▶ [Directions] In your copy, each line below is repeated exactly and no image appears.

▶ [Provided records]
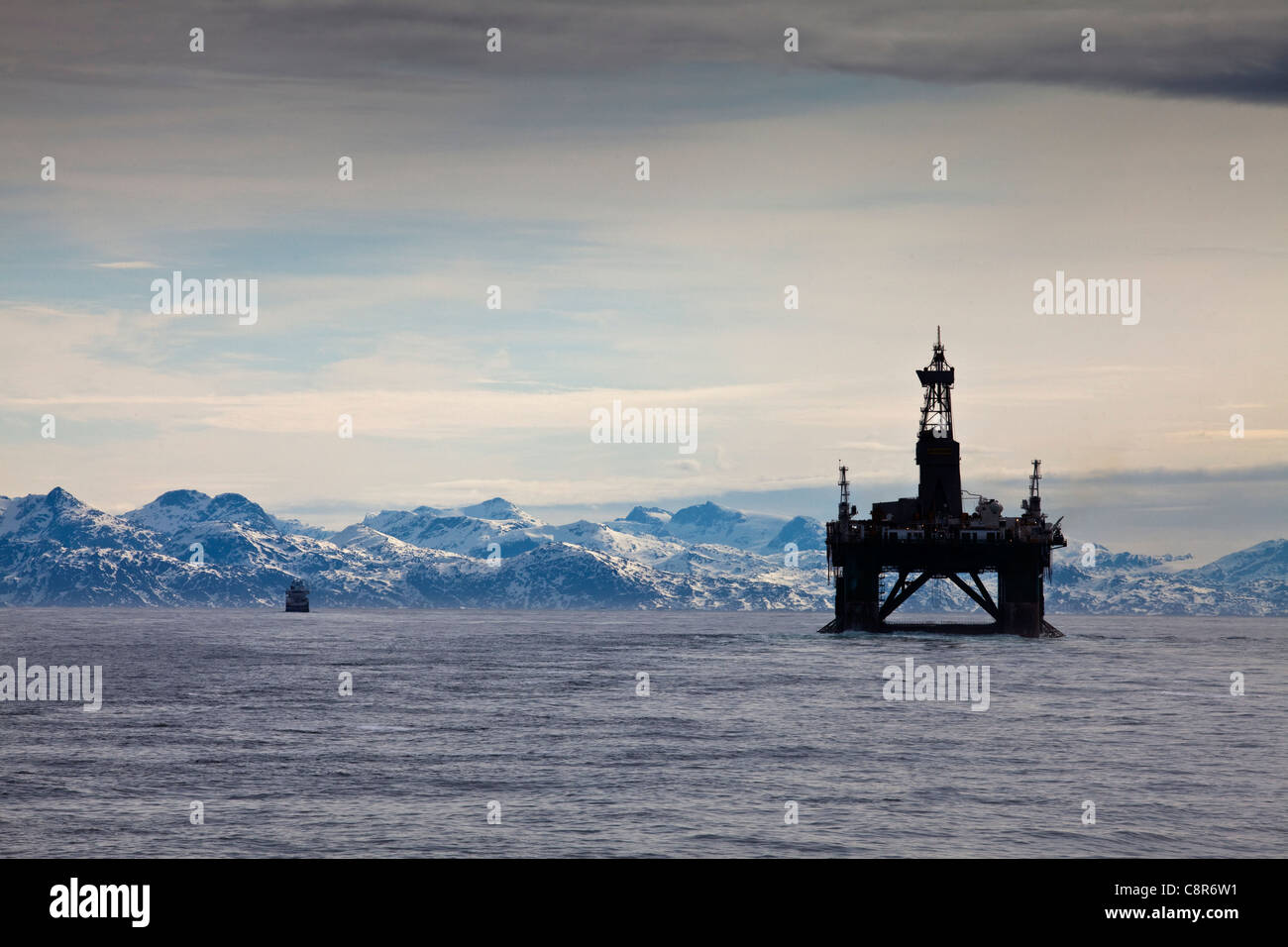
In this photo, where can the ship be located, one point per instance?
(931, 536)
(297, 596)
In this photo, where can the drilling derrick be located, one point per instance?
(930, 536)
(939, 497)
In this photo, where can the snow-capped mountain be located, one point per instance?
(187, 548)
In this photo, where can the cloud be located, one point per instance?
(1236, 52)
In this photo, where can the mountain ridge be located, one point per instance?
(187, 548)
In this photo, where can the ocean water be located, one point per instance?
(539, 711)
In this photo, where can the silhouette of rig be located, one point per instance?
(928, 536)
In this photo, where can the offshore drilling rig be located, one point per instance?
(930, 536)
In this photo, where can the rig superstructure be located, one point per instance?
(930, 536)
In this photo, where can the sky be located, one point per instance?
(767, 169)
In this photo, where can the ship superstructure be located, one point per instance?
(297, 596)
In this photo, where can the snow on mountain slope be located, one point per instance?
(55, 549)
(181, 509)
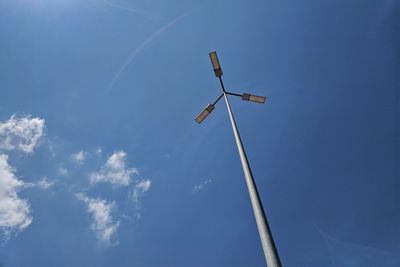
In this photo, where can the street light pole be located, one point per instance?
(267, 241)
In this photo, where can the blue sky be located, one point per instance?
(102, 163)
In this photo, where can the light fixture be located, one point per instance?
(204, 113)
(253, 98)
(216, 65)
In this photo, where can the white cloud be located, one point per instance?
(45, 183)
(140, 189)
(98, 151)
(100, 210)
(22, 133)
(114, 171)
(80, 156)
(62, 171)
(15, 214)
(201, 186)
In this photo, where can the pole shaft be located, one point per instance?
(268, 244)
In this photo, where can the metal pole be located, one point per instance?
(268, 244)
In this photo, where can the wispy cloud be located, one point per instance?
(21, 133)
(100, 210)
(63, 171)
(140, 188)
(141, 47)
(201, 186)
(15, 214)
(80, 157)
(123, 7)
(114, 171)
(343, 253)
(45, 183)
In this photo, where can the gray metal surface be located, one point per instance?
(268, 244)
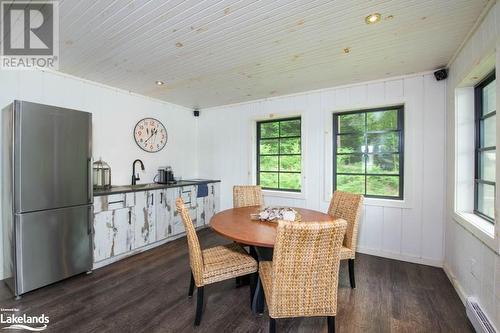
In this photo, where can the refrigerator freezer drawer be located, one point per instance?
(52, 245)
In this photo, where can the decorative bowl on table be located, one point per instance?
(274, 214)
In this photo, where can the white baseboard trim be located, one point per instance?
(455, 283)
(400, 256)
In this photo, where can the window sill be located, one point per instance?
(397, 203)
(284, 194)
(480, 228)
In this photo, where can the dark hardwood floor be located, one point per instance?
(148, 293)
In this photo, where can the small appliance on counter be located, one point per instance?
(102, 175)
(165, 176)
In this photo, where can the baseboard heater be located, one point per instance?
(478, 318)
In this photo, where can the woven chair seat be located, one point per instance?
(266, 277)
(346, 253)
(225, 262)
(302, 279)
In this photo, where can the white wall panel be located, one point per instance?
(473, 267)
(391, 231)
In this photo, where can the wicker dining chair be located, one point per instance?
(348, 206)
(302, 279)
(215, 264)
(247, 195)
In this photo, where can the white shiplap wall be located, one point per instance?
(115, 113)
(473, 267)
(411, 230)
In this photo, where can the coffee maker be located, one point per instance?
(165, 175)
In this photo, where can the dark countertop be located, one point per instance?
(151, 186)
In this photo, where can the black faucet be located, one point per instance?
(134, 177)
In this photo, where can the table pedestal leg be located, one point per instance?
(260, 254)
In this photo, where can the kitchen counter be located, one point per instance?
(151, 186)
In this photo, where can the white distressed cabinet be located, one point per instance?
(144, 215)
(113, 225)
(128, 223)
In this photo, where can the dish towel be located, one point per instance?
(202, 191)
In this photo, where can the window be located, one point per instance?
(279, 159)
(485, 151)
(368, 152)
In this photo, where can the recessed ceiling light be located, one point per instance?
(373, 18)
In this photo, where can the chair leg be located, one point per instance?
(191, 286)
(259, 298)
(253, 285)
(331, 324)
(199, 306)
(272, 325)
(351, 273)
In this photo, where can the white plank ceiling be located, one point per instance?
(217, 52)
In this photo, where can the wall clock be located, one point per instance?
(150, 135)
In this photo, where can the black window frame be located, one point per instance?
(399, 130)
(279, 120)
(478, 118)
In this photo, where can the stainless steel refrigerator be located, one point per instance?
(47, 194)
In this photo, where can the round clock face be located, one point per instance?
(150, 135)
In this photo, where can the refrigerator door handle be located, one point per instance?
(90, 220)
(89, 180)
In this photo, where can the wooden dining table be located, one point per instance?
(237, 225)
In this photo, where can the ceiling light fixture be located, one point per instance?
(373, 18)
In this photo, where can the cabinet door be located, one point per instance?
(208, 206)
(123, 240)
(103, 235)
(113, 233)
(177, 226)
(144, 215)
(164, 215)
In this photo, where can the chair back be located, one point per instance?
(306, 269)
(347, 206)
(247, 195)
(195, 256)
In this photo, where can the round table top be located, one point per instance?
(236, 224)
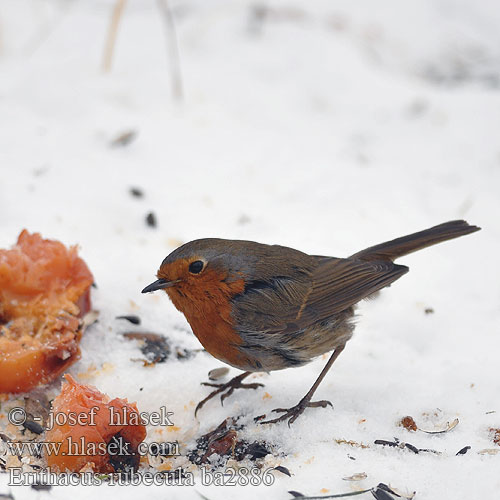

▶ [Result for this task]
In this photo, where can the ship be located, one point per instance?
(931, 536)
(297, 596)
In this photo, where can the drilling derrick be located, one point per instance?
(930, 536)
(939, 497)
In this photo, where can the snow-capped mountain be located, one point per instance?
(187, 548)
In this photo, where can the cloud be located, one point per instance?
(1236, 52)
In this photo, where can the mountain ridge be located, one point per instance?
(187, 548)
In this photo, where can the ocean water be located, one point per instance?
(539, 711)
In this photo, where can the silhouette of rig be located, one point per instance?
(928, 536)
In this photo, where can the offshore drilling rig be located, one point per instance?
(930, 536)
In this photo, where can the rig superstructure be located, one point per instance?
(930, 536)
In this photo, where can the sky be located, one point per instance?
(767, 169)
In this photo, where can the ship superstructure be located, one point per instance?
(297, 596)
In this photo, where can the snow on mountain slope be located, one point per instance?
(55, 549)
(181, 509)
In this photo, where can the street light pole be located, one point per instance?
(267, 241)
In this photo, where can the blue sky be located, one point per instance?
(102, 163)
In this photo, where can the light fixture be located, one point per instance?
(204, 113)
(253, 98)
(216, 65)
In this photo, where can the white cloud be located, one point per instance?
(45, 183)
(140, 189)
(98, 151)
(100, 210)
(22, 133)
(114, 171)
(80, 156)
(62, 171)
(15, 214)
(201, 186)
In this photo, where can the pole shaft be located, one point per instance?
(268, 244)
In this photo, where can the metal pole be located, one point per instance?
(268, 244)
In this photo, where can the wispy cloud be located, one point per instance?
(21, 133)
(100, 210)
(63, 171)
(140, 188)
(141, 47)
(201, 186)
(15, 214)
(80, 157)
(123, 7)
(114, 171)
(343, 253)
(45, 183)
In this photo, where can the gray metal surface be located, one point per instance?
(268, 244)
In this photo, where can the refrigerator freezer drawer be located, one point per instance?
(52, 245)
In this photo, where can the decorative bowl on table be located, one point per instance?
(274, 214)
In this photo, where can the white baseboard trim be located, one point per instance?
(455, 283)
(400, 256)
In this photo, where can the window sill be located, one point per instance?
(397, 203)
(284, 194)
(480, 228)
In this photo, where can the dark hardwood floor be located, one point per instance?
(148, 293)
In this photo, where can the small appliance on counter be located, one point per instance?
(102, 175)
(165, 176)
In this photo, where can the baseboard heater be located, one point per instance?
(478, 318)
In this photo, where can the woven chair seat be located, one point per instance?
(266, 277)
(346, 253)
(225, 262)
(302, 279)
In this photo, where can the white wall panel be located, one point per instance?
(473, 267)
(391, 231)
In this photo, where can the wicker dining chair be located, one point per instance?
(348, 206)
(302, 279)
(215, 264)
(247, 195)
In this photo, where can the white shiplap wall be located, one point per instance?
(115, 113)
(473, 267)
(411, 230)
In this photo, where can the coffee maker be located, one point per instance?
(165, 175)
In this photo, where can the dark countertop be located, one point per instance?
(151, 186)
In this photo, where can the black faucet be located, one point per instance?
(134, 177)
In this photo, where can the table pedestal leg be located, one point per instance?
(260, 254)
In this photo, where can the kitchen counter be located, one point per instance?
(151, 186)
In this photo, where can the white distressed cabinet be located, one point per instance?
(144, 215)
(113, 225)
(128, 223)
In this photo, where can the dish towel be located, one point per instance?
(202, 191)
In this photo, where can the window be located, one point per instance?
(279, 159)
(485, 151)
(368, 152)
In this photo, where can the recessed ceiling light be located, one point per instance?
(373, 18)
In this photo, where can the chair leg be located, one point per instance?
(191, 286)
(259, 298)
(253, 285)
(331, 324)
(199, 306)
(272, 325)
(351, 273)
In this photo, where can the white plank ceiling be located, one point per instance?
(217, 52)
In this photo, where can the wall clock be located, one point per instance?
(150, 135)
In this photo, where can the black window frame be located, one point per instance?
(399, 130)
(279, 120)
(478, 118)
In this photo, where can the stainless steel refrigerator be located, one point per instance?
(47, 194)
In this photo, where can the round clock face be located, one point per instance?
(150, 135)
In this photo, where can the refrigerator door handle be located, one point per instance?
(90, 220)
(89, 180)
In this photo, where can the wooden dining table be located, one point per instance?
(237, 225)
In this photo, where can the ceiling light fixture be located, one point per instance?
(373, 18)
In this photo, where can the cabinet door be located, one point per instance?
(208, 206)
(123, 240)
(103, 235)
(113, 233)
(177, 226)
(144, 215)
(164, 215)
In this photo, where can the chair back be located, one point per instance?
(306, 269)
(347, 206)
(247, 195)
(195, 256)
In this photo, where can the round table top be located, one point per instance?
(236, 224)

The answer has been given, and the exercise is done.